Text to read:
This article analyses the political and organizational evolution of the Candidatura d'Unitat Popular (Popular Unity Candidature, CUP), a secessionist and radical left party from Catalonia that has been widely featured as a movement party (e. g., Kitschelt, 2006). The main aims of the article are to assess its main features, and to point out the factors that might contribute to understand why this party has been able to adapt itself without major organizational transformations, to quite important challenges in its short lifespan, such as its breakthrough in Catalonia's regional parliament (2012-2015) or the relevance threshold achieved by becoming a key parliamentary partner of the Catalan government (2015-2017). The main explanation to this phenomenon has to do with the importance of several (local and regional) internal groups integrating the party and, particularly, with the difficulties to find consensual solutions to settle their internal differences. Because these internal factors have so far limited external pressures for change and the institutionalization of the party, the CUP's findings might help to better understand the peculiarities of the party movement model, as well as its conditions of stability and party change.

What you need to do:
Please answer these questions using the text about the CUP above:
1. What is the full name of the party, in Catalan and in English?
2. In what years did the party make its breakthrough in Catalonia's regional parliament?
3. What role did the party take on between 2015 and 2017?

Supplied material:

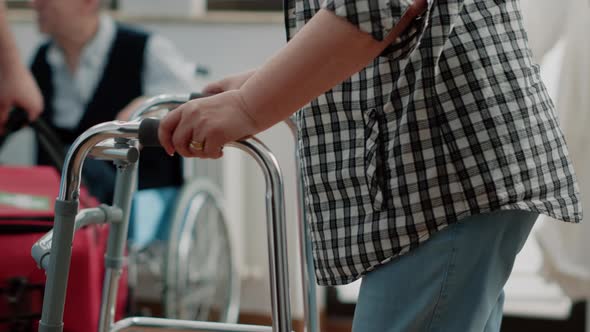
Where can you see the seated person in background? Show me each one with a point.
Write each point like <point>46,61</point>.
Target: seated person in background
<point>91,69</point>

Task result:
1. Candidatura d'Unitat Popular (Popular Unity Candidature)
2. 2012-2015
3. It became a key parliamentary partner of the Catalan government.